START Study material

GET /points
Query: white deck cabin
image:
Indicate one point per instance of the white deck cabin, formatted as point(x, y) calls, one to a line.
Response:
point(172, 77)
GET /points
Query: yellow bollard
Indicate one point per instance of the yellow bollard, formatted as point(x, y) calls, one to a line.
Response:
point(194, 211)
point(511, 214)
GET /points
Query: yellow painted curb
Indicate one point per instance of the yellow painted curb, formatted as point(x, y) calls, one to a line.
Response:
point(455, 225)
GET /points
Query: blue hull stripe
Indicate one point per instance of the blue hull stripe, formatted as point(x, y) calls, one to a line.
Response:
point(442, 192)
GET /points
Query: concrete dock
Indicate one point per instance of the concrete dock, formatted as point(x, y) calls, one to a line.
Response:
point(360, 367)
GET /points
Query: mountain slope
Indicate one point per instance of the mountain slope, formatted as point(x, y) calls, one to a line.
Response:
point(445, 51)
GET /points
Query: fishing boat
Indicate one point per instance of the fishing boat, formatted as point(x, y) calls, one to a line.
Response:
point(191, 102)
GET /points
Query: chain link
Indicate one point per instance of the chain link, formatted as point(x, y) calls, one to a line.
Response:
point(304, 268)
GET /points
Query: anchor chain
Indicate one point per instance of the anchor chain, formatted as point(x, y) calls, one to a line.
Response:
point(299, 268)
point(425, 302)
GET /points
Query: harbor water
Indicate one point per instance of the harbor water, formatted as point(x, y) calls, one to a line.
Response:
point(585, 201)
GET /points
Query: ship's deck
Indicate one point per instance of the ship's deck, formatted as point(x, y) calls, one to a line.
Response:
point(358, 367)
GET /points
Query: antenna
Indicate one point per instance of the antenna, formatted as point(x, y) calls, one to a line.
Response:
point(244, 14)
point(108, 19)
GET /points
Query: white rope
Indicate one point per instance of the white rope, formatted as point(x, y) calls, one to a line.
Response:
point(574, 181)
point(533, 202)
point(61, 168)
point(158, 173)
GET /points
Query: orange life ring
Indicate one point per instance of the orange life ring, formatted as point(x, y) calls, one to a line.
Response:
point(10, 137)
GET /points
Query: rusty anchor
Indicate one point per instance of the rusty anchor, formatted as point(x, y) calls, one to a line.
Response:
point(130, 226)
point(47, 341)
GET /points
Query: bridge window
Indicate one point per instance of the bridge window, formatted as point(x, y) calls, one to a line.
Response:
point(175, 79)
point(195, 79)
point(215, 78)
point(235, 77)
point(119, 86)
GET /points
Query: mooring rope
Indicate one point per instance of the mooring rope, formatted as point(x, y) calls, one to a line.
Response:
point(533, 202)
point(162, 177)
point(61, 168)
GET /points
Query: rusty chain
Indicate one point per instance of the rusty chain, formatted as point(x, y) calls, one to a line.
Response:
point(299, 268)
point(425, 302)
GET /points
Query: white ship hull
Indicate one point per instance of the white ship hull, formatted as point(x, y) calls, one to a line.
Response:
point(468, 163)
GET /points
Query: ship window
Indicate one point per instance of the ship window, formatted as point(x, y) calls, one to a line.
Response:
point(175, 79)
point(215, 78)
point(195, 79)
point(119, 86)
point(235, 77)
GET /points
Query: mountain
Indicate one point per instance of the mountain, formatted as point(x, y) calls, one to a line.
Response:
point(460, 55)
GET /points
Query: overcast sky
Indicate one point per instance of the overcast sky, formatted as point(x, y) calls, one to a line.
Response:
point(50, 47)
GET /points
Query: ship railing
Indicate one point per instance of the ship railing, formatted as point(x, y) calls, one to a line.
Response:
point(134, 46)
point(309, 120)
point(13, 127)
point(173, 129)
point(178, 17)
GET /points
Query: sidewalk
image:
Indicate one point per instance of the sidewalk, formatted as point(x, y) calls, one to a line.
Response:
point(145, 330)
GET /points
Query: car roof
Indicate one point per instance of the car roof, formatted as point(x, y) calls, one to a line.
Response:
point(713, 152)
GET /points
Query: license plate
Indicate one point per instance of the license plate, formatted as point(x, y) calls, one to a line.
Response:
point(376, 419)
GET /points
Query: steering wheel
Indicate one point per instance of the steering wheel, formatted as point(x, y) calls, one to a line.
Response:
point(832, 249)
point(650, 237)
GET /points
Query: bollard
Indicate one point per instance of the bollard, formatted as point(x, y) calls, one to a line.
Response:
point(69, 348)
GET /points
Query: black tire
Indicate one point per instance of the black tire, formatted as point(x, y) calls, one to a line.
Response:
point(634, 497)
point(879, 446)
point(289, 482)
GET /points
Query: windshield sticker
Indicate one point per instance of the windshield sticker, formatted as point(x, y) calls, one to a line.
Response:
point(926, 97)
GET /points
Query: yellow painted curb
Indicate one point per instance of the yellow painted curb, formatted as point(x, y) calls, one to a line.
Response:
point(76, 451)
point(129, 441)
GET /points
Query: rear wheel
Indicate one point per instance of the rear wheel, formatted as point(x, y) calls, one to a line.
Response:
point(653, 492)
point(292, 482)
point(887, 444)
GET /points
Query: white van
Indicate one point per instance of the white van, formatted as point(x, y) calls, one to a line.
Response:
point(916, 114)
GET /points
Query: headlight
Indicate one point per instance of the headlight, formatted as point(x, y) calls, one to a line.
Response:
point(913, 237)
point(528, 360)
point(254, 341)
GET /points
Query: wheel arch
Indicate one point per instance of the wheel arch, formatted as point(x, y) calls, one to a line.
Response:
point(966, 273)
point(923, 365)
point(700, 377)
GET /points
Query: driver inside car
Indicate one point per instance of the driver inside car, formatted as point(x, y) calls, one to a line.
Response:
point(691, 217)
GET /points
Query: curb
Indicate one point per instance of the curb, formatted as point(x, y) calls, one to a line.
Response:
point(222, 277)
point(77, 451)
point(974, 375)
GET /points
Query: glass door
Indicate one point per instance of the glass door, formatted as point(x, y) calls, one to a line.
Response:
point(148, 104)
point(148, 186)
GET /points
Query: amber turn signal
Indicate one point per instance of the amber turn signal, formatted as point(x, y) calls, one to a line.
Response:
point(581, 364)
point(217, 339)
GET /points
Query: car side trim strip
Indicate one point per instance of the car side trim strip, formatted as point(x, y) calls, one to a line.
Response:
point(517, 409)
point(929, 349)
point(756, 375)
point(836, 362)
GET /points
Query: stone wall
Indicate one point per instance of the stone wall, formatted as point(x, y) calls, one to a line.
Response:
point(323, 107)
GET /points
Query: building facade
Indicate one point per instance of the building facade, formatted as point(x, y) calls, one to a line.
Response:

END Study material

*What the task asks:* Copy the records above exactly, beginning at the line that contains "Indicate one point per instance of the mountain slope, formatted" and stopping after the line that contains "Indicate one point per instance of the rusty chain, formatted".

*Written solution:*
Indicate one point per instance of the mountain slope, formatted as point(x, y) calls, one to a line.
Response:
point(445, 51)
GET /points
Query: fishing boat
Indicate one point per instance of the fishing boat, formatted as point(x, y) calls, one to a line.
Response:
point(191, 102)
GET /points
Query: chain link
Indicate one point per instance of the chain link, formatted as point(x, y) calls, one to a line.
Response:
point(304, 268)
GET /points
Query: anchor chain
Indicate one point per instance of the anchor chain, formatted as point(x, y) calls, one to a line.
Response:
point(299, 268)
point(425, 302)
GET /points
Query: harbor water
Indicate one point per instance of the harbor water, formatted as point(x, y) calls, one to a line.
Response:
point(585, 201)
GET /points
Query: ship's deck
Indicate one point per instance of the ship's deck, formatted as point(x, y) calls, one to a line.
Response:
point(358, 367)
GET /points
Query: antenna
Indicate one point per instance of the antenna, formatted as point(x, y) calls, one to a line.
Response:
point(244, 14)
point(108, 19)
GET /points
Query: white rope
Indicate one point per instance of the white rope, formatted as point(x, y) calls, one to a line.
Response:
point(574, 181)
point(533, 202)
point(61, 168)
point(158, 173)
GET /points
Query: orange life ring
Indicate one point per instance of the orange life ring, formatted as point(x, y) calls, one to a line.
Response:
point(10, 137)
GET /points
Query: rusty anchor
Indicate one point per instance of the rusty anchor, formatted as point(x, y) calls, one to a line.
Response:
point(130, 226)
point(47, 341)
GET /points
Query: bridge window
Indicate one point per instance of the bridge window, formatted as point(x, y) calls, one to a line.
Response:
point(175, 79)
point(195, 79)
point(215, 78)
point(235, 77)
point(119, 86)
GET /points
Query: mooring rope
Indicate one point per instance of the mooring rope, formatted as point(x, y) calls, one to a line.
Response:
point(533, 202)
point(162, 177)
point(61, 168)
GET /points
Query: rusty chain
Indicate one point per instance of the rusty chain, formatted as point(x, y) calls, one to a line.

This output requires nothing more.